Parece que em tempos de crise, há uma tendência generalizada aos extremismos: ou se nega tudo por completo, e menospreza os sintomas, tentando se mostrar o sensato-corajoso que não cede a uma “gripinha” ou se entrega completamente ao desespero e sai surtando comprando álcool em gel, máscaras e papel higiênico (?!?) e estocando em casa, para uma possível hetacombe.
Vamos analisar os dois extremos e ver como ambos são prejudiciais.
Primeiro os que surtam, se tornam monotemáticos e só conseguem pensar, falar, agir em torno do Coronavírus. Passam horas a fio compartilhando mensagens nas redes sociais, não verificam a veracidade das informações e tomam tudo como verdade. Esses criam e propagam o pânico em torno de si e alimentam a paranoia. Esses fazem filas no supermercado e farmácias e acabam com estoque de produtos em uma demonstração de egoísmo e egocentrismo patológicos.
Há, no extremo oposto, os que minimizam a situação, dizem que é apenas uma gripe, por não se acharem em “grupos de risco”, negam sua participação e responsabilidade. Acham que é tudo um exagero, que as pessoas estão enlouquecendo (não estou negando esse fato, parece que muitos estão realmente). Esquecem que “nenhum homem é uma ilha” e só conseguem avaliar (se é que conseguem) a própria situação ou os que estão mais próximos. Esquecem que somos uma sociedade e não um amontoado de pessoas.
Nos dois casos, noto um ponto em comum: essas pessoas não estão preocupadas com a coletividade ou com o bem comum: seja pelo excesso de cuidado e pânico ou seja pela negação do problema e consequente omissão, nenhum deles faz nada de útil para a sociedade.
São ambos personagens que demonstram uma patologia talvez mais grave: a da centralização dos problemas em si próprio. O outro é apenas fundo para sua existência, não conseguem pensar que somos uma espécie social, que vivemos em um planeta que está agonizando por causa das nossas (i)rresponsabilidades.
Talvez seja o momento de parar para pensar em o que precisamos fazer para nos precaver de situações como a da atual pandemia: estamos doentes porque estamos cada dia trabalhando mais, cada dia parando menos, cada dia ouvindo menos o outro.
O Conselho Federal de Psicologia publicou um Comunicado à categoria de Psicólogos, no último sábado, dia 14/03/20, orientando psicólogas e psicólogos sobre o papel da Psicologia e as estratégias de atuação profissional:
“As ações da(o) psicóloga(o) devem contribuir para:
– orientar sobre aspectos de higiene que visem a minimizar riscos de contaminação;
– conscientizar sobre eventuais mudanças de hábitos e possíveis implicações emocionais advindas dessas mudanças;
– abordar, quando necessário, implicações emocionais de uma possível quarentena e de aspectos psicológicos do isolamento, em especial de pessoas idosas;
– exercer a profissão segundo os princípios do Código de Ética Profissional do Psicólogo, prestando informações precisas de modo a não causar pânico.” (fonte: https://site.cfp.org.br/coronavirus-comunicado-a-categoria/. Acesso em 17 mar 2020)

==========

▶ **QUESTÕES DE ESTUDO**:
- a) De acordo com o texto sobre as reações à crise do coronavírus, em que dia o Conselho Federal de Psicologia publicou o comunicado aos psicólogos?
- b) Reproduza fielmente o trecho do texto sobre as reações à crise do coronavírus que vai de "Primeiro os que" até "e egocentrismo patológicos.".

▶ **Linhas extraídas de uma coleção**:
==========

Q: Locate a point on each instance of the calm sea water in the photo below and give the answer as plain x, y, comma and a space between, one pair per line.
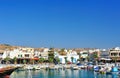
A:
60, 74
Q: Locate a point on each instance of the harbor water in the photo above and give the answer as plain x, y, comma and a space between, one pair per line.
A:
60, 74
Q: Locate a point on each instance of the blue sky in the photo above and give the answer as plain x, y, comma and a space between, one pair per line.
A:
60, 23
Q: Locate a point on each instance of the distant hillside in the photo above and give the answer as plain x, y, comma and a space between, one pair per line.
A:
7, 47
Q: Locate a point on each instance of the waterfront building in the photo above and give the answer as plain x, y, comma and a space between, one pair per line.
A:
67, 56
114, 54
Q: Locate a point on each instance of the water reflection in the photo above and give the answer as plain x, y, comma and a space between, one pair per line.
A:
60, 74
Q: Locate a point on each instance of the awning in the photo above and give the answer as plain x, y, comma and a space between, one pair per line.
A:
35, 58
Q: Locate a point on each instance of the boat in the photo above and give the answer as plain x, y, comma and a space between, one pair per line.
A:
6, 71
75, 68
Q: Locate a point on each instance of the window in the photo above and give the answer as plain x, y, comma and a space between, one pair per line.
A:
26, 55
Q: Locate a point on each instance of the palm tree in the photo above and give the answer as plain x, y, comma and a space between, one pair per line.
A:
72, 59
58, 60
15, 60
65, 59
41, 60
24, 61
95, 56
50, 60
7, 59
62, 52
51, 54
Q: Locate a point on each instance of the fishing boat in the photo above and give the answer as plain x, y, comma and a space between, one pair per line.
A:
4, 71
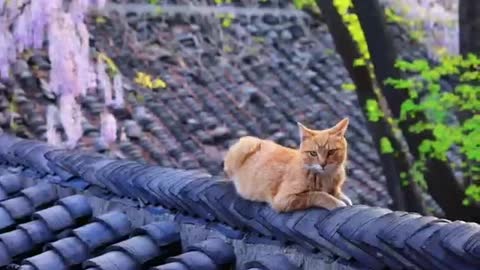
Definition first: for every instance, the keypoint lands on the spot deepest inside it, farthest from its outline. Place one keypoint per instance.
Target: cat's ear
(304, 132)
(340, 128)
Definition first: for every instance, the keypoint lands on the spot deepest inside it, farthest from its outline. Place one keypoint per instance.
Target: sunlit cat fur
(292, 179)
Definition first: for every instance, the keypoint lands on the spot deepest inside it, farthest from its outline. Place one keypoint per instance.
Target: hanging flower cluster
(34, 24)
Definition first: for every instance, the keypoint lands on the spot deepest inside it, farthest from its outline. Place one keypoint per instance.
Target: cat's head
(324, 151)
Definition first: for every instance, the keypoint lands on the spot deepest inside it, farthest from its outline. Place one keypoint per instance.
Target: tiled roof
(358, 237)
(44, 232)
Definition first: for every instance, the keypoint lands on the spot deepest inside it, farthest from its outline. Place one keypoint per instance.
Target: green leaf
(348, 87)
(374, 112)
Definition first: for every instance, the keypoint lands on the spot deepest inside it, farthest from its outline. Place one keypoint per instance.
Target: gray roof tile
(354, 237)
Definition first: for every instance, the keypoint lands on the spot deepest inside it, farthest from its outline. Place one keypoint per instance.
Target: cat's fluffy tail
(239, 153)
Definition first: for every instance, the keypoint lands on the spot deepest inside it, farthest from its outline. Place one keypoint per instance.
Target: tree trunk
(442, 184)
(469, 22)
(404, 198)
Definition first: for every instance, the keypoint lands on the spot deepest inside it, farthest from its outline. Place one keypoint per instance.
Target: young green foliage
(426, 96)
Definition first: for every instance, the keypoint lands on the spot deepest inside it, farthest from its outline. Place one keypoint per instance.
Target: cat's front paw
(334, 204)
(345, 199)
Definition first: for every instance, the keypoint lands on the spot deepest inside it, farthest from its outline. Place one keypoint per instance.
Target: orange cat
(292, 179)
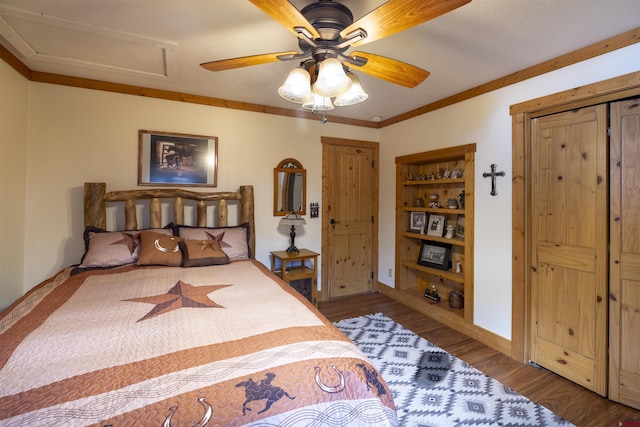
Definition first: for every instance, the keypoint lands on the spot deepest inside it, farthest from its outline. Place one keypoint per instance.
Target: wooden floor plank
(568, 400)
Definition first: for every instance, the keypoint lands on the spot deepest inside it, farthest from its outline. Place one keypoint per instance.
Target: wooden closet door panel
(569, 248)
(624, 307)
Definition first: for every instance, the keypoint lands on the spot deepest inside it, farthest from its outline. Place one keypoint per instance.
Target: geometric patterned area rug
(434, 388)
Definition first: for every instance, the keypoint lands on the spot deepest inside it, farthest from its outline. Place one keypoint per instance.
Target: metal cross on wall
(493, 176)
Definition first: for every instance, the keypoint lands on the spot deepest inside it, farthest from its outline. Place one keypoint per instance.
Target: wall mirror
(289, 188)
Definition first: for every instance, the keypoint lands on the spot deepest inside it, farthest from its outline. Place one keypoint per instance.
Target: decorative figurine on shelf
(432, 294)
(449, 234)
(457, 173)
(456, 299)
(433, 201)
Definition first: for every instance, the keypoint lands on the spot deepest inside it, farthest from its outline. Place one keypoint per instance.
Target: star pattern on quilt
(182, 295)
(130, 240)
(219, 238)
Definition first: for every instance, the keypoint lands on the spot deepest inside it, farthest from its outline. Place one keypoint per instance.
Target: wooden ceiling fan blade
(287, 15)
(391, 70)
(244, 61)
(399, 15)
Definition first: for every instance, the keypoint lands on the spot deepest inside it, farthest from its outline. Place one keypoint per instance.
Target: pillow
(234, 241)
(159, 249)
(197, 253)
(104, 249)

==========

▶ **RESPOSTAS DAS ATIVIDADES**:
- a) No sábado, dia 14/03/20.

- b)
Primeiro os que surtam, se tornam monotemáticos e só conseguem pensar, falar, agir em torno do Coronavírus. Passam horas a fio compartilhando mensagens nas redes sociais, não verificam a veracidade das informações e tomam tudo como verdade. Esses criam e propagam o pânico em torno de si e alimentam a paranoia. Esses fazem filas no supermercado e farmácias e acabam com estoque de produtos em uma demonstração de egoísmo e egocentrismo patológicos.